■ Teks Pilihan
__________
Beberkan Alasan Tak Mau 'Lockdown', Jokowi: Ekonomi Bisa Minus 17%
Jokowi sebut 80% kabinet justru setuju lockdown.
Jakarta, FORTUNE - Presiden Joko Widodo mengaku bersyukur tak melakukan lockdown atau karantina wilayah saat pandemi pertama kali merebak di Indonesia. Ia mengatakan langkah untuk melakukan pembatasan sosial tepat dan tak menimbulkan gejolak sosial, ekonomi, dan politik di dalam negeri.
Dari sisi ekonomi, misalnya, ia memprediksi kebijakan lockdown akan membuat koreksi ekonomi menjadi lebih dalam dari -2,07 persen pada 2020, dan turun lebih dari -5,32 persen pada kuartal kedua tahun yang sama.
"Saya enggak bisa bayangkan kalau saat itu kita lockdown, mungkin kita akan masuk ke minus lebih dari 17 persen," ujarnya saat membuka Sarasehan 100 Ekonom Indonesia "Normalisasi Kebijakan Menuju Pemulihan Ekonomi Indonesia", Rabu (7/9).
Keputusan untuk tidak melakukan lockdown, menurutnya, bukan tanpa penolakan.Keberatan bahkan juga datang dari anak buahnya sendiri di kabinet. Kondisi lain yang membuatnya cukup gamang adalah lantaran lebih dari 70 negara di awal pandemi telah mengambil kebijakan karantina wilayah.
"Saya enggak bisa memperkirakan kalau kita saat itu melakukan lockdown. Berakibat kepada ekonomi seperti apa, berakibat kepada sosial politik yang seperti apa," kata Presiden Jokowi.
"Kabinet sendiri 80 persen mintanya lockdown. Survei juga lebih dari 80 persen rakyat mintanya lockdown. Tapi saat itu saya semedi. Saya endapkan benar apakah betul, apakah benar, kita harus melakukan itu, dan jawabannya saat itu saya jawab: tidak usah lockdown," ujarnya.
__________
■ Item yang Ditampilkan
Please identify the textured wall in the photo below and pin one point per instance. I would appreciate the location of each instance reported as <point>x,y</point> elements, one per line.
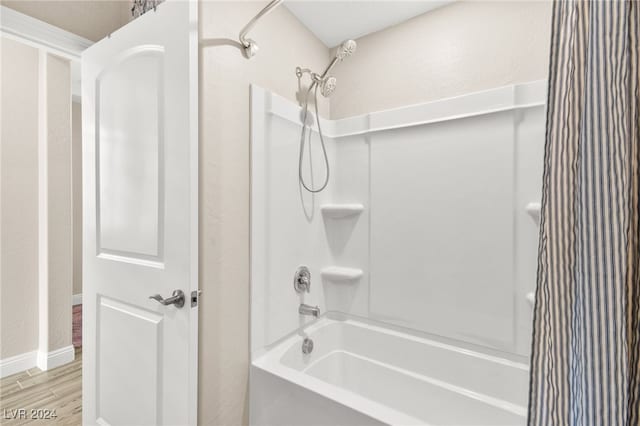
<point>18,199</point>
<point>225,76</point>
<point>457,49</point>
<point>76,171</point>
<point>60,234</point>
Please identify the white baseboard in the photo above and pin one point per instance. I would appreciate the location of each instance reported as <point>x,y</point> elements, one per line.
<point>77,299</point>
<point>48,360</point>
<point>17,364</point>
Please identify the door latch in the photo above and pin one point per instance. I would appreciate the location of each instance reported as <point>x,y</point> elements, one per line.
<point>195,295</point>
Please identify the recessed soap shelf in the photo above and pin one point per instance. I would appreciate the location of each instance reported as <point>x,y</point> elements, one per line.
<point>338,273</point>
<point>337,211</point>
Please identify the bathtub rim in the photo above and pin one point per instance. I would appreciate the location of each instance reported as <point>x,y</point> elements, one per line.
<point>270,361</point>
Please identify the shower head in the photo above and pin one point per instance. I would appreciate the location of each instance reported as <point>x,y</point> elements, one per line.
<point>347,48</point>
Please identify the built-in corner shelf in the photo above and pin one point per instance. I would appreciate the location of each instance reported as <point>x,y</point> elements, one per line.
<point>533,210</point>
<point>337,273</point>
<point>338,211</point>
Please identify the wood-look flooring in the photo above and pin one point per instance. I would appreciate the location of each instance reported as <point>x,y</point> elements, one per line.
<point>59,389</point>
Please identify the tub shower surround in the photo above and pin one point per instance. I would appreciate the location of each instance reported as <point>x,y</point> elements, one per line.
<point>421,253</point>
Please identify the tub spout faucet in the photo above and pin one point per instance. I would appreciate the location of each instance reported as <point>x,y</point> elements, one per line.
<point>305,309</point>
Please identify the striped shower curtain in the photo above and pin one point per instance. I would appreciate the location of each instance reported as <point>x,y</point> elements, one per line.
<point>586,338</point>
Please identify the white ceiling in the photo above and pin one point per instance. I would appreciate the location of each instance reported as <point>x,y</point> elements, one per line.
<point>335,21</point>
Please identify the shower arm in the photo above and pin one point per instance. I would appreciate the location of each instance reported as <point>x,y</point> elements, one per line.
<point>250,46</point>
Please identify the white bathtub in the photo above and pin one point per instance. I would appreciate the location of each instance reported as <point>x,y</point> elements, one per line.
<point>360,373</point>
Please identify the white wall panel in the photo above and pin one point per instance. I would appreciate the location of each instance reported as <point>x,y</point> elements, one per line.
<point>444,243</point>
<point>442,228</point>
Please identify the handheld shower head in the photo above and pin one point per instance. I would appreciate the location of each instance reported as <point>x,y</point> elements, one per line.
<point>328,86</point>
<point>347,48</point>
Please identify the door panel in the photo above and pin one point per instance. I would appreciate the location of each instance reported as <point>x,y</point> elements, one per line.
<point>131,165</point>
<point>139,100</point>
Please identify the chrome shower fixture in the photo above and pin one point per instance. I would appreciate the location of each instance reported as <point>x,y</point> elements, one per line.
<point>249,45</point>
<point>327,85</point>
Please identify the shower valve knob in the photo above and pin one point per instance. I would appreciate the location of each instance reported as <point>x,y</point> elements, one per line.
<point>302,280</point>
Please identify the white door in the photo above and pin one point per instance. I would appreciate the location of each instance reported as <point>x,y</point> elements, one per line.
<point>140,183</point>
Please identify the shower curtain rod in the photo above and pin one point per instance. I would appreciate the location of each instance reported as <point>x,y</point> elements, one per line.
<point>250,46</point>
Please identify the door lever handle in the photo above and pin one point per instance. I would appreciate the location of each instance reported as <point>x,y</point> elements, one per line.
<point>176,299</point>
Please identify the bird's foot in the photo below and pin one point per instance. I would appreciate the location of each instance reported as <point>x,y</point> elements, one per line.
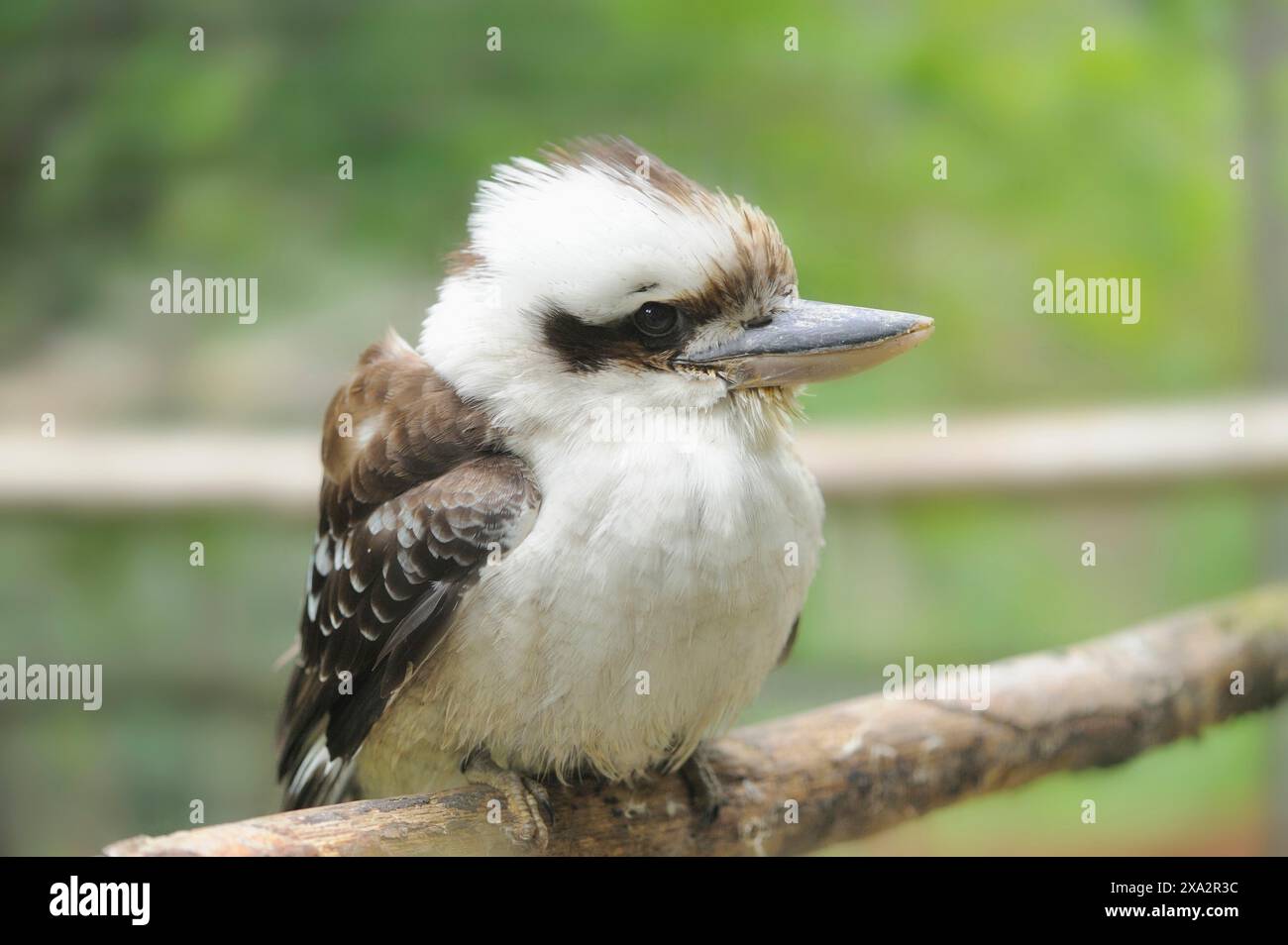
<point>704,790</point>
<point>526,799</point>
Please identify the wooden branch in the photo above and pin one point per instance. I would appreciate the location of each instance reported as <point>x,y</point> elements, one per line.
<point>1141,446</point>
<point>853,768</point>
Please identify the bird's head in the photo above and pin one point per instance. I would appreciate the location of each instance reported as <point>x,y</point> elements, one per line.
<point>600,273</point>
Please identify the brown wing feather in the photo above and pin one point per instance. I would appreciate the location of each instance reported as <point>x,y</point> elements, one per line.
<point>415,496</point>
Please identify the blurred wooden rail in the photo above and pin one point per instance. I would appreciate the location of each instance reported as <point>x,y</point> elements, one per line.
<point>853,768</point>
<point>1125,447</point>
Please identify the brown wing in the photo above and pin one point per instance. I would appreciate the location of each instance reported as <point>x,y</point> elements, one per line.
<point>415,497</point>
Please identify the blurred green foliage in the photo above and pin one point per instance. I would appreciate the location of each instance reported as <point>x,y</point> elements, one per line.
<point>1113,162</point>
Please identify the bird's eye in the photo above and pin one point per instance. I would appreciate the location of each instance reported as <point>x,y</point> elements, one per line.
<point>656,319</point>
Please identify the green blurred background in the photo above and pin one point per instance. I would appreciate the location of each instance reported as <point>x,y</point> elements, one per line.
<point>1113,162</point>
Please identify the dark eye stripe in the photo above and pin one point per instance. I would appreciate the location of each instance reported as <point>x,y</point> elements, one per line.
<point>585,348</point>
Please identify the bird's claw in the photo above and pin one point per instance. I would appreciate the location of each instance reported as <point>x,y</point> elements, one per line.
<point>526,799</point>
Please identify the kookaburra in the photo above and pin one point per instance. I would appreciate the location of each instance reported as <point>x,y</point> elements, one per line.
<point>567,536</point>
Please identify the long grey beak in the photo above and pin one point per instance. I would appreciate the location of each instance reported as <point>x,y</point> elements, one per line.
<point>812,342</point>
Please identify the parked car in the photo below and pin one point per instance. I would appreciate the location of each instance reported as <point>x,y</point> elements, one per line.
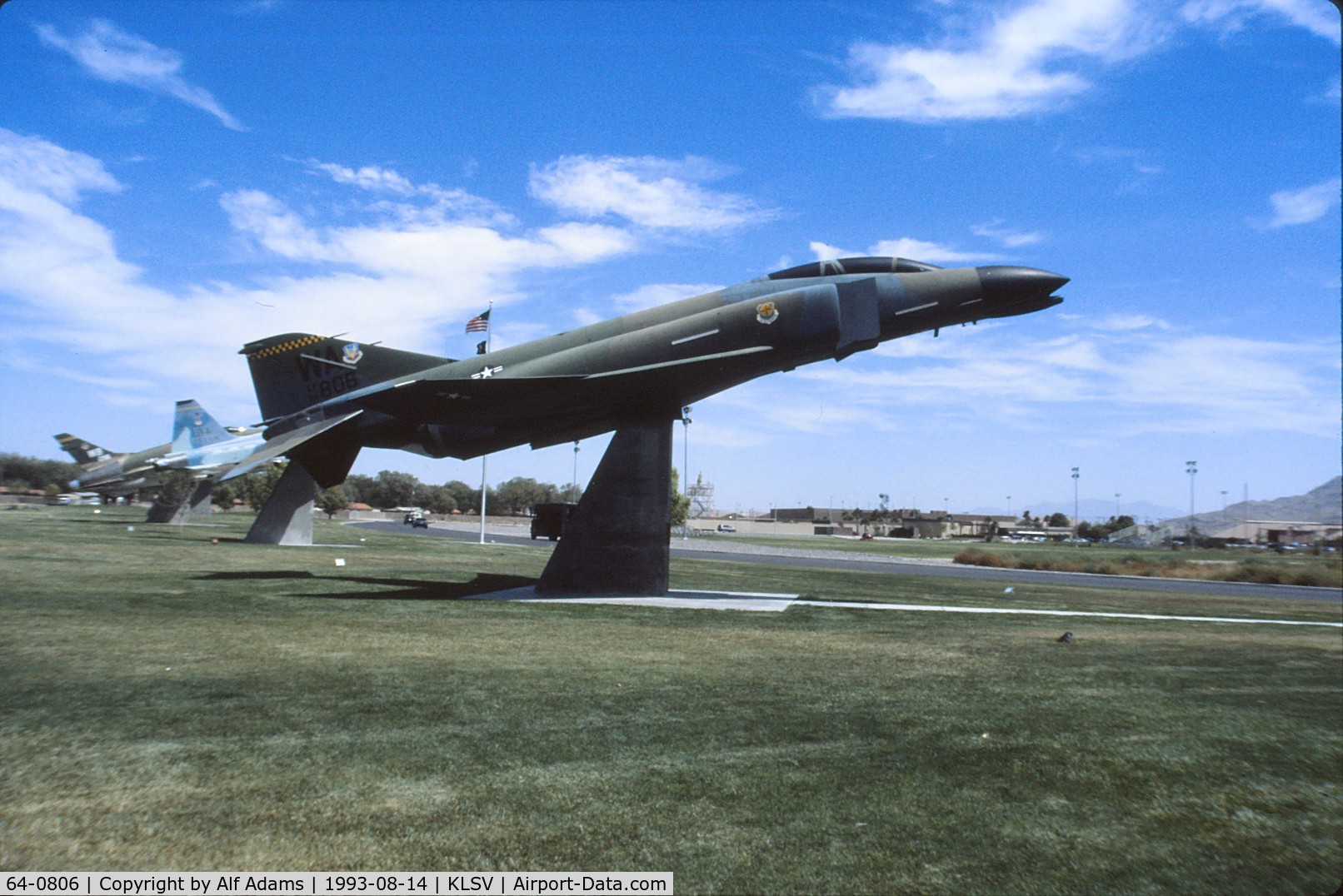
<point>550,520</point>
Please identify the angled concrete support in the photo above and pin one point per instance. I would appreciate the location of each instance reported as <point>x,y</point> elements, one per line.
<point>287,516</point>
<point>617,539</point>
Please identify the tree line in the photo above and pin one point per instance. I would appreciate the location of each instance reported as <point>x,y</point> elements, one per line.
<point>35,475</point>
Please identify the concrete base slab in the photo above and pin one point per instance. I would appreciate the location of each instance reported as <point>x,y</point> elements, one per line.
<point>743,600</point>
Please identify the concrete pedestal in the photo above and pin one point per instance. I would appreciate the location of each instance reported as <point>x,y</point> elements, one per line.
<point>287,516</point>
<point>617,539</point>
<point>197,504</point>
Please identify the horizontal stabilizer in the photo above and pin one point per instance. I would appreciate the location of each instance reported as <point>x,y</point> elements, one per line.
<point>285,444</point>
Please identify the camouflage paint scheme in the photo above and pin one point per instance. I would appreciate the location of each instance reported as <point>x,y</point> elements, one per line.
<point>325,398</point>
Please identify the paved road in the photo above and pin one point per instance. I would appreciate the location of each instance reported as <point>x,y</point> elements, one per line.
<point>726,550</point>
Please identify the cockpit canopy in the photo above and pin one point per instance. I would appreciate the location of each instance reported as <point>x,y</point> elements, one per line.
<point>873,265</point>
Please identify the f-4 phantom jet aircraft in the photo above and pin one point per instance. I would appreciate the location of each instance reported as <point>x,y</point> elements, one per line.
<point>325,398</point>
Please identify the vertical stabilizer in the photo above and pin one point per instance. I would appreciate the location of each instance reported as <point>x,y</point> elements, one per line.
<point>294,371</point>
<point>193,427</point>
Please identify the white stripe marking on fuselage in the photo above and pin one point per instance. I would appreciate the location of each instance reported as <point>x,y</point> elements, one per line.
<point>691,339</point>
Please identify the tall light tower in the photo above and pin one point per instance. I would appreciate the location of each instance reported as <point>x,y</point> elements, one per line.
<point>1191,468</point>
<point>574,492</point>
<point>685,482</point>
<point>1076,475</point>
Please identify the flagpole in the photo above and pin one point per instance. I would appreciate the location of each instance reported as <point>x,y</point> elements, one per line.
<point>489,335</point>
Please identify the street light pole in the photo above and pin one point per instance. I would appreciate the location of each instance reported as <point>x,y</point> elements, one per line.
<point>574,490</point>
<point>1076,475</point>
<point>1191,468</point>
<point>685,461</point>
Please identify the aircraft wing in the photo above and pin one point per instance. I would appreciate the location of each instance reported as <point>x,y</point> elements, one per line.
<point>285,444</point>
<point>484,398</point>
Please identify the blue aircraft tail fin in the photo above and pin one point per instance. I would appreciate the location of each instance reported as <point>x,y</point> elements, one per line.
<point>298,370</point>
<point>193,427</point>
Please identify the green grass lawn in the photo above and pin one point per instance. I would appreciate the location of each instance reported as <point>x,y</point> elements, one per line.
<point>1236,565</point>
<point>175,704</point>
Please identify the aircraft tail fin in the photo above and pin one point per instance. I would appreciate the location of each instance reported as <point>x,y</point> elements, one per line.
<point>83,453</point>
<point>193,427</point>
<point>298,370</point>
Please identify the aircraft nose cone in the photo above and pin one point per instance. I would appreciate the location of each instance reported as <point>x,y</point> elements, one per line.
<point>1007,284</point>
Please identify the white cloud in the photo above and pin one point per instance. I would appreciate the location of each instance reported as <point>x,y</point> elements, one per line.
<point>1232,15</point>
<point>1305,206</point>
<point>1126,381</point>
<point>652,192</point>
<point>382,278</point>
<point>110,54</point>
<point>1007,236</point>
<point>904,247</point>
<point>1119,322</point>
<point>656,295</point>
<point>1024,62</point>
<point>425,203</point>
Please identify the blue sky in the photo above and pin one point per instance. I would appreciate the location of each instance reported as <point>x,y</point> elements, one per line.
<point>177,179</point>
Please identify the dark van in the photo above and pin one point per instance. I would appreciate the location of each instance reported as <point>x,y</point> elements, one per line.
<point>550,520</point>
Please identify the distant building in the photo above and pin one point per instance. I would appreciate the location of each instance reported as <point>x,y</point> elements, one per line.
<point>1281,532</point>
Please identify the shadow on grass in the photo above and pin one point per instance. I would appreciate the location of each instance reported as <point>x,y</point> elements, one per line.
<point>392,589</point>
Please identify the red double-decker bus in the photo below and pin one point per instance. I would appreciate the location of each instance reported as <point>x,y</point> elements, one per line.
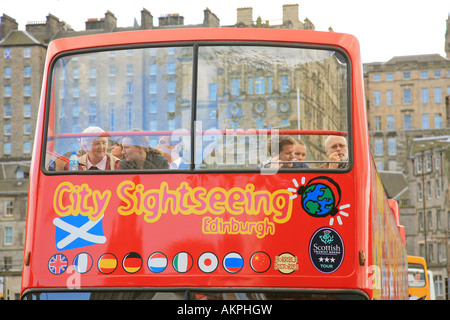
<point>208,164</point>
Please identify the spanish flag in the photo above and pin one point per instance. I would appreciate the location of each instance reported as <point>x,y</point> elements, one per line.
<point>132,262</point>
<point>107,263</point>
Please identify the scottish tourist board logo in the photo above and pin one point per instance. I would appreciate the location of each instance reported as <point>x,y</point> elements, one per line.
<point>321,198</point>
<point>326,250</point>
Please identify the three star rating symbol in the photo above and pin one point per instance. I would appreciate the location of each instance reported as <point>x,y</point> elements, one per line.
<point>326,259</point>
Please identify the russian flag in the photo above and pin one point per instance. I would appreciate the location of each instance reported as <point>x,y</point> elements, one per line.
<point>82,262</point>
<point>182,262</point>
<point>233,262</point>
<point>157,262</point>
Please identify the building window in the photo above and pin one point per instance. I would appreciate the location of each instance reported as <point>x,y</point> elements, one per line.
<point>153,69</point>
<point>27,147</point>
<point>27,52</point>
<point>429,195</point>
<point>130,70</point>
<point>235,86</point>
<point>112,71</point>
<point>7,72</point>
<point>377,98</point>
<point>129,87</point>
<point>27,128</point>
<point>378,147</point>
<point>406,96</point>
<point>8,236</point>
<point>7,113</point>
<point>171,87</point>
<point>419,191</point>
<point>425,121</point>
<point>438,121</point>
<point>7,148</point>
<point>7,92</point>
<point>377,123</point>
<point>418,162</point>
<point>392,146</point>
<point>420,218</point>
<point>7,53</point>
<point>437,95</point>
<point>171,68</point>
<point>27,71</point>
<point>389,97</point>
<point>428,162</point>
<point>9,206</point>
<point>284,84</point>
<point>7,129</point>
<point>424,95</point>
<point>27,90</point>
<point>390,122</point>
<point>76,73</point>
<point>260,85</point>
<point>27,110</point>
<point>407,122</point>
<point>212,92</point>
<point>250,85</point>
__________
■ Tugas Wajib
#1 Menurut artikel tentang keputusan Jokowi tidak melakukan lockdown, berapa persen anggota kabinet yang meminta lockdown?
#2 Tuliskan tanpa perubahan bagian artikel tentang keputusan Jokowi tidak melakukan lockdown, mulai dari "Keputusan untuk tidak" sampai dengan "kebijakan karantina wilayah.".
#3 Lanjutkan artikel tentang keputusan Jokowi tidak melakukan lockdown dari kalimat terakhirnya.

■ Kumpulan Jawaban
#1 80 persen.

#2
Keputusan untuk tidak melakukan lockdown, menurutnya, bukan tanpa penolakan.Keberatan bahkan juga datang dari anak buahnya sendiri di kabinet. Kondisi lain yang membuatnya cukup gamang adalah lantaran lebih dari 70 negara di awal pandemi telah mengambil kebijakan karantina wilayah.

#3
Hikmah dari pandemi
Jokowi juga menyampaikan bahwa pandemi memberikan banyak pelajaran bagi pemerintah mengenai bagaimana menghadapi guncangan-guncangan global. Salah satunya, ihwal bagaimana mengonsolidasi seluruh aparatur negara negara dari pusat, provinsi, sampai ke tingkat RT/RW, serta menggandeng ormas untuk bergabung dengan TNI/Polri bergerak bersama-sama.
Menurutnya, konsolidasi seperti itu yang harus terus diperkuat saat ini untuk menghadapi tantangan pasca pandemi mulai dari konflik geopolitik yang berujung pada perang, krisis energi, krisis pangan, bahkan mungkin juga krisis finansial.
"Yang paling penting kita bisa mengkonsolidasi dari atas sampai bawah. Karena saya meyakini lanskap politik global akan berubah dan bergeser. Lanskap ekonomi juga akan berubah dan bergeser. Ke arah mana? Ini yang belum ketemu," jelasnya.
Dalam kesempatan tersebut, Presiden juga berpesan kepada para ekonom yang hadir untuk tidak terpaku melihat kondisi ekonomi dengan pakem-pakem yang sudah ada. Sebab, kondisi yang dihadapi berbagai negara saat ini sangat berbeda dan tidak normal.
Bahkan, untuk merespons gejolak yang muncul dari aras geopolitik global, instrumen fiskal dan moneter yang dimiliki pemerintah terkadang tidak cukup.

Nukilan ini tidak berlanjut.